Extrait présenté:
┄┄┄┄┄┄
11846. INSTRUCTION POUR MONSIEUR DE [EDELSHEIM].110-1

Freiberg, 18 février 1760.

1° Il déguisera au mieux la commission dont il est chargé, et en observera le plus religieux secret. Il partira au plus vite, dès qu'il aura pris les arrangements pour son voyage, et après s'être muni des passeports qu'il lui faut, pour aller droit sur Francfort-au-Main, Strasbourg p. à Paris.

2° Après son arrivée, il tâchera de se ménager un entretien particulier avec M. le Bailli, ambassadeur de l'ordre de Malte à la cour de France, pour lui rendre la lettre du Roi ci-jointe,110-2 en ajoutant qu'il la croyait de telle importance que M. le Bailli la voudrait bien prendre de lui. Pour être aussi au fait de quoi il s'agit dans cette lettre, on lui en communique la copie ci-close, quoique pour sa direction seule. Il avisera avec M. le Bailli sur ce qu'il aura à observer de mesures pendant son séjour à Paris à son propre égard et pour garder là un parfait incognito. En attendant la réponse qu'il aura de lui, il le priera de lui faire avoir un passe-port, afin de pouvoir envoyer en toute sûreté son courrier, pour faire tenir au Roi la réponse qu'il aura de M. de Froullay. 3° II tâchera, en attendant cette réponse, de s'informer au possible de ce qui regarde la situation présente des affaires de France: si la cour y est actuellement dans la disposition pacifique qu'on lui a attribuée dans l'étranger, ou si l'on a changé d'idées à cet égard, et les arrangements qu'elle prend en conséquence, dont il informera fidèlement le Roi. Quant aux lettres qu'il dépêchera à Sa Majesté, il les adressera à Gotha, sous couvert à Madame la Duchesse régnante.
┄┄┄┄┄┄
Données sources:
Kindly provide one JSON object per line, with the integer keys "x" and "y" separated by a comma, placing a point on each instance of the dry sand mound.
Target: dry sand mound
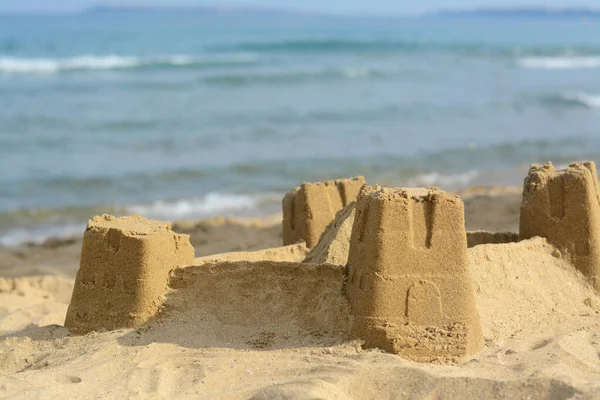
{"x": 526, "y": 289}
┄┄┄┄┄┄
Prolongez l'instruction du 18 février 1760 destinée à Monsieur de Edelsheim en reprenant juste après sa dernière phrase.

4° Quand il aura reçu la réponse finale de M. le Bailli, ou que celui-ci la lui donnera verbalement, qui soit ou tout-à-fait déclinatoire ou d'une telle ambiguïté qu'il en pénètre aisément que ces gens ne veulent pas se prêter à une pacification prompte, il dépêchera d'abord<111> son courrier, avec la réponse qu'on lui a donnée, et partira ensuite pour retourner à Gotha. Enfin, il réglera son séjour ou son départ de Paris conformément à la réponse qu'il aura.

5° Mais comme il saurait arriver peut-être que M. le Bailli lui déclarât qu'en ambassadeur de l'ordre de Malte il ne saurait pas se charger de la commission sur laquelle je l'avais requis, sans en faire préalablement son rapport au grand-maître de l'ordre et sans en avoir reçu son agrément: dans ce cas-là, si M. de Froullay y insiste, M. de [Edelsheim] lui dira que cette correspondance à Malte demanderait trop de temps, qui lui était trop précieux, pour n'en pas pouvoir attendre le résultat.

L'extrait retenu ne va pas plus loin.